Extracted text:
————————

Another recent transcription system, that of Keith Martin's (MIT), also uses a blackboard architecture [Martin96a]. He has put quite a lot of effort in implementing the blackboard structure, but does not utilize high-level musical knowledge to the same extent as that of Kashino's, and does not build a probabilistic information propagation network. Automatic tone modeling is not addressed, either. However, along with Kashino's system, Martin's approach represents the state-of-the-art in music transcription. Later, Martin still upgraded his system by adding a perceptually more motivated front end, which employs correlograms in signal analysis [Martin96b].

3 Related work

The discussion above concerned implemented transcription systems that are purported to transcribe polyphonic music consisting of harmonic sounds (no drums). As stated earlier, there are several other fields of science that are related to music transcription. Here we introduce some of the most important research.

Two excellent sources of information in the field of psychoacoustics are [Bregman90] and [Moore95]. Albert Bregman's book "Auditory Scene Analysis - the Perceptual Organization of Sound" (773 pages) comprises results of a three decade research work of this experimental psychologist, and has been widely referenced in the branches of computer science that are related to auditory perception. Music perception is also addressed in the book. Another, newer and not so well known, is "Hearing - Handbook of Perception and Cognition" (468 pages), which is edited by Brian Moore, and also covers research on auditory perception over times. Both of these are excellent sources of psychoacoustic information for the design of an automatic transcription system.

————————

Task description: List every bracketed reference key cited in the text about music transcription. These lines come from a different source than the text about music transcription.

(Saved data entries)
————————

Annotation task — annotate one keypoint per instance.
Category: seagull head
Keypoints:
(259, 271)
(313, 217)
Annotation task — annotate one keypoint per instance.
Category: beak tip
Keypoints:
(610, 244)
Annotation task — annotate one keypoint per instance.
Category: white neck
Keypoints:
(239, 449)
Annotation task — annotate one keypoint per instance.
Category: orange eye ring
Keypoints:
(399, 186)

————————

Response: [Martin96a], [Martin96b], [Bregman90], [Moore95]